The sun was just past zenith when the poodle ran up the hill again. He was slowing down and I knew I had him. He turned to face me, panting deeply. As I picked him up he evacuated his bowels and bit my thumb. He would die fighting. Then, he seemed to realize I wouldn’t harm him and he relaxed in my grip. The task was completed and my mind started to take back control of my life. I smiled when I realized that Leakey was right. We were about a mile from the truck, but I was too full of energy to walk back. It took no time to run that distance. The troopers thought I was crazy. One of them said he wouldn't want to chase me in the desert. I knew if he followed me into the desert I would be chasing him. It didn’t seem to be bragging; it just seemed to be the truth of a warrior. A warrior? Had I suddenly become a warrior simply by chasing a poodle around a patch of sand and rock?

(Saved entries)
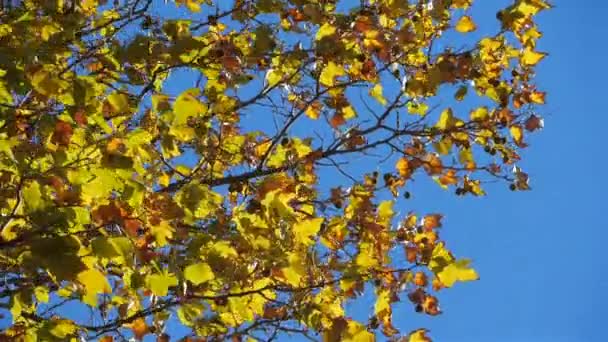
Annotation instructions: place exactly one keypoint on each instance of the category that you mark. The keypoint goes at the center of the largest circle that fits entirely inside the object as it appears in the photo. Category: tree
(237, 168)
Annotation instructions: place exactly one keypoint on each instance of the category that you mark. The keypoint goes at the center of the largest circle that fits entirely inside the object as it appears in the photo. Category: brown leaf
(431, 222)
(62, 134)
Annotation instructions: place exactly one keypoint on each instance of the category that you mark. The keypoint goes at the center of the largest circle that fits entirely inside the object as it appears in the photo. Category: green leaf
(198, 273)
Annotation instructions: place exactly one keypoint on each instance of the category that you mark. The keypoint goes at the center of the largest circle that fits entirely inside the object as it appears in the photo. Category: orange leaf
(420, 279)
(533, 123)
(62, 134)
(431, 221)
(403, 167)
(139, 327)
(337, 120)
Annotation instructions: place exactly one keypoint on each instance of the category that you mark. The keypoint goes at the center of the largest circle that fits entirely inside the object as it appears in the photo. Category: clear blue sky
(539, 253)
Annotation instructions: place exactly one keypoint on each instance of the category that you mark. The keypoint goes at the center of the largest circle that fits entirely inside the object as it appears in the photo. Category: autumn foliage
(238, 169)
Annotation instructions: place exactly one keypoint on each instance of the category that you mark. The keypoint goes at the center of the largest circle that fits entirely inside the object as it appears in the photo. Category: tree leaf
(159, 283)
(198, 273)
(329, 74)
(465, 24)
(95, 283)
(457, 271)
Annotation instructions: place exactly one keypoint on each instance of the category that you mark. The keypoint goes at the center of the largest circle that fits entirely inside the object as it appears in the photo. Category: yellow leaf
(273, 77)
(465, 24)
(161, 232)
(95, 283)
(538, 97)
(47, 84)
(403, 167)
(198, 273)
(461, 93)
(479, 114)
(330, 72)
(417, 108)
(457, 271)
(376, 92)
(160, 283)
(443, 146)
(192, 5)
(305, 230)
(187, 105)
(62, 328)
(296, 271)
(356, 332)
(530, 57)
(313, 110)
(42, 294)
(348, 112)
(517, 133)
(385, 212)
(531, 7)
(325, 30)
(418, 336)
(119, 102)
(366, 257)
(446, 120)
(164, 179)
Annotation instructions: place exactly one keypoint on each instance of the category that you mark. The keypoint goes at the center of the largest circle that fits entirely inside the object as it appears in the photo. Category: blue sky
(538, 253)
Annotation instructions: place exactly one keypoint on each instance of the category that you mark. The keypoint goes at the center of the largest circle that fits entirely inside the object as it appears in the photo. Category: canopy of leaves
(207, 163)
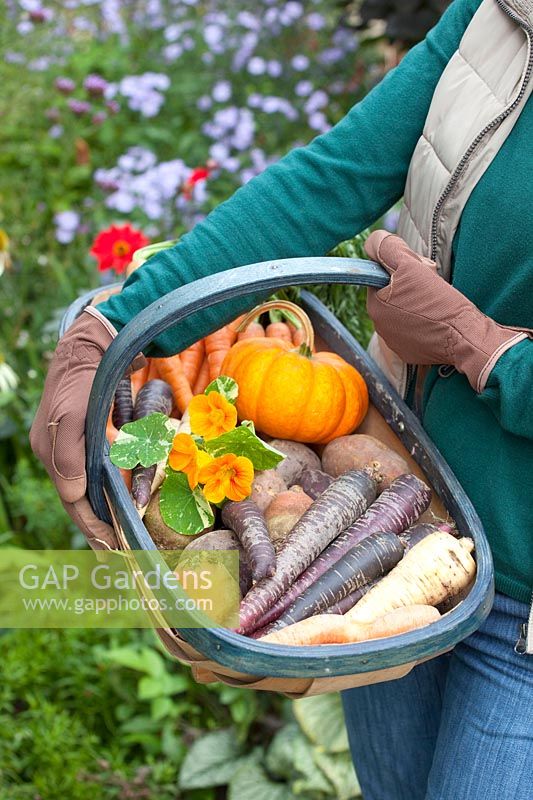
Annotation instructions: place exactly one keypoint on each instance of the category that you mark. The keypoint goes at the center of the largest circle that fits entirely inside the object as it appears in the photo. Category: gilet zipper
(525, 639)
(495, 122)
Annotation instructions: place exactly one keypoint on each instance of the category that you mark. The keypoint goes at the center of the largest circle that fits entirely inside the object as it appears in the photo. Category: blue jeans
(459, 727)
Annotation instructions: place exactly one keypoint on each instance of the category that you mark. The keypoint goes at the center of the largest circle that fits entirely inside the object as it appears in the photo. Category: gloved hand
(57, 435)
(424, 320)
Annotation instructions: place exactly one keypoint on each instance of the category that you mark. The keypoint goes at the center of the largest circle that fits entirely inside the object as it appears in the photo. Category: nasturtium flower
(229, 477)
(211, 415)
(186, 457)
(114, 247)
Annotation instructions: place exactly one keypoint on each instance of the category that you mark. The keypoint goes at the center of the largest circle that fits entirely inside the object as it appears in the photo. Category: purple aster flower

Explore the material:
a) How would you sum up the poodle-chase passage in two sentences?
b) What physical actions does the poodle take after the narrator picks him up in the poodle-chase passage?
c) Could you carry the poodle-chase story on past its final question?

Answers provided:
a) The narrator catches an exhausted poodle on a hill, and the dog evacuates its bowels and bites the narrator's thumb before relaxing. Too full of energy to walk, the narrator runs the mile back to the truck, where a trooper says he wouldn't want to chase the narrator in the desert, and the narrator wonders whether chasing the poodle has made them a warrior.

b)
- He evacuates his bowels.
- He bites the narrator's thumb.
- He relaxes in the narrator's grip.

c)
Being a warrior has always been about fighting the battles within; the struggle to overcome implanted limits. I have heard that some warrior tribes tested their young men by sending them to run in the desert. I ran into the desert believing in the power within me to make things happen, but chasing this poodle made me search below layers exhausted by the chase. I found a belief in a power beyond myself that could be consulted and which helped when asked. I now could name that power: Great Spirit. I could also find identity in a name given, seemingly, from that power. I have read that you don’t reveal your secret name because your power will be reduced if you do. I can say I completely understand my secret name and the honor and limitations it imposes. I’ve never revealed it and I won’t now.
Those who have experienced this kind of test and reward will understand and those who haven’t perhaps can appreciate it is possible to go beyond what you think is yourself. All these things were going through my mind as I talked to Judy and the troopers and slowly stepped back into their world. The troopers knew about the dog. He was in a wreck that happened a week before. The old couple that owned him survived the crash, but in the confusion of the moments after the accident and the trip to the hospital they had lost the dog. The troopers were amazed he survived because most dogs abandoned like that were dead within twenty-four hours from coyotes, the climate or maybe just fear. They cited several cases of German Shepherds and a Doberman that didn’t last a day in the Mojave.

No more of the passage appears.